> _Requirement_
Please write out each entry below exactly as given.

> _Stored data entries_
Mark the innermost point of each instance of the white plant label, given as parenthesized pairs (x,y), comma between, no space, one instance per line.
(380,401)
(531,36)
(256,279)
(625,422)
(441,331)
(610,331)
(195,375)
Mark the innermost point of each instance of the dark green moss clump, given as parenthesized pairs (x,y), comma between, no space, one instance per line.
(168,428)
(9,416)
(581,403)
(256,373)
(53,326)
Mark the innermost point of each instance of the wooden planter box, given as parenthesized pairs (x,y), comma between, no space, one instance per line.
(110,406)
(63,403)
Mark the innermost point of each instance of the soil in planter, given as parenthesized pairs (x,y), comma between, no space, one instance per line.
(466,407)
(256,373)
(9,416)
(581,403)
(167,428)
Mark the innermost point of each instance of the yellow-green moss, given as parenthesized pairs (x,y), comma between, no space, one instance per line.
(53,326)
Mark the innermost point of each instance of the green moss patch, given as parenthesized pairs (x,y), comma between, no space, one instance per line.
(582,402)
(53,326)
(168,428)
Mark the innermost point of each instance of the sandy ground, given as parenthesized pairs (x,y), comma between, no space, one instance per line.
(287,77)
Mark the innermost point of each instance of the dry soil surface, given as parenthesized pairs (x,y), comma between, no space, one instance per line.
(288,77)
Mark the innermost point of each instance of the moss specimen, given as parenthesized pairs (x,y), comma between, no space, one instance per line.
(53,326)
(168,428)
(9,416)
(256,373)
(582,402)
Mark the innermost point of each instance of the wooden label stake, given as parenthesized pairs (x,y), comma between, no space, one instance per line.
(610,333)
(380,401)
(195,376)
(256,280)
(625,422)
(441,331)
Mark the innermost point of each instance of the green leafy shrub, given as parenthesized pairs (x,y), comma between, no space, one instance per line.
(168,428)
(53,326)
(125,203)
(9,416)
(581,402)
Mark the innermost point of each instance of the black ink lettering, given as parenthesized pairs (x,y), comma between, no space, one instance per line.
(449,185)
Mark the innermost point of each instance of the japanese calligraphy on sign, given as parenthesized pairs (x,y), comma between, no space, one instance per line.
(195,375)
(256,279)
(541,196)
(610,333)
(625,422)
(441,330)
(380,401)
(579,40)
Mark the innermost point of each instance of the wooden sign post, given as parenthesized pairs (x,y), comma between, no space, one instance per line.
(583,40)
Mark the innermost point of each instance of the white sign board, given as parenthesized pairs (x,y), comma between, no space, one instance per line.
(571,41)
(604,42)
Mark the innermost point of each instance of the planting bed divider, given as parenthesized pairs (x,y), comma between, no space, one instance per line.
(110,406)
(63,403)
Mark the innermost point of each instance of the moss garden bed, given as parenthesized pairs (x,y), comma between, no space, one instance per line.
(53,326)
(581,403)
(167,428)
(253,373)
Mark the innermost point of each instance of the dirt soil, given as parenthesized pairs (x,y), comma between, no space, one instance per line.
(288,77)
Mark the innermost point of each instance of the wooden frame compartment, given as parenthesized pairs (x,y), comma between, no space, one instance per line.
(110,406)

> _Completed task_
Mark the innermost point of each instance of the white plant label, given as parenthesized pairs (x,y), comma between, no space, one instance per line.
(380,401)
(531,36)
(256,279)
(625,422)
(441,331)
(610,331)
(195,375)
Mark the innermost point of each instance of the dark green moss clump, given as parenthesized pairs (x,y), comma between, no space, one instance per line.
(168,428)
(9,416)
(581,403)
(256,373)
(53,326)
Mark the innermost point of each instance of the wooden planter box, given as parenthesized pairs (x,y), comma between, no space, one instance per line.
(110,406)
(63,403)
Mark the innermost point of each instance of the soil in planter, given as parenthesized pairs (x,y), comma between, no space, one instance per line.
(466,407)
(256,373)
(9,416)
(581,403)
(167,428)
Mark the innermost point of each instance of the yellow-green moss, given as parenthesized pairs (x,y), comma between, no space, one instance per line.
(53,326)
Mark the innermost point of each instance of the green moss patch, given as parenthesized pairs (x,y), comma between, no space, one instance per line.
(582,402)
(53,326)
(168,428)
Mark the innermost point of each instance of the sandy ground, given as parenthesized pairs (x,y), comma between, no space, one instance per line.
(287,77)
Mark the innermost point of each instance of the dry soil surface, given as parenthesized pairs (x,y), comma between, no space, one instance per line.
(288,77)
Mark the innermost point of each instance of the moss specimen, given as parenthesized pairs (x,y), comma between, no space, one instance per line.
(53,326)
(168,428)
(9,416)
(256,373)
(582,402)
Mark the innermost point of each instance of the wooden label stake, given as parenthesized pairs (x,y), comma between, no space, one instance per line.
(610,333)
(380,401)
(195,376)
(256,280)
(625,422)
(441,331)
Mark the innermost point of each instance of the green leafy shrub, given as parenthesized pairs (x,y), comma between, no space, one instance per line.
(168,428)
(53,326)
(125,203)
(9,416)
(581,402)
Mark the innermost point of each instance of the black ink lettering, given as parenthesized pairs (x,y), comma between, no space, one instance per line.
(449,185)
Mark the innermost point of each instance of the japanese calligraphy on sign, given as parenthesized pairs (x,y), comma between, no space, one instance per line.
(195,375)
(256,279)
(541,196)
(610,333)
(625,422)
(441,330)
(380,401)
(579,40)
Mark the innermost point of each instance of the wooden sign post, given as parenthesized pairs (x,y), comma between, no space, one instance per line.
(583,40)
Mark the innermost point of each instance of the white sign board, given as parenthesized pairs (x,y), comma between, no space, one instance per line.
(571,41)
(604,42)
Mark the innermost point of each instance of the planting bed divider, given as parenthesized pairs (x,y), comma between, no space, one instance per line.
(110,406)
(63,403)
Mark the innermost point of each instance of the moss garden bed, given as parenthesized pairs (x,y), comma between, no space, one instance per line.
(53,326)
(581,403)
(167,428)
(253,373)
Mark the innermost point of each instance of the dirt soil, given as parenthesized pairs (x,y), comma between, no space, one instance per line.
(288,77)
Mark the innermost point of each instance of the wooden frame compartment, given as parenthesized pairs (x,y), comma between, no space, one instance per line.
(110,406)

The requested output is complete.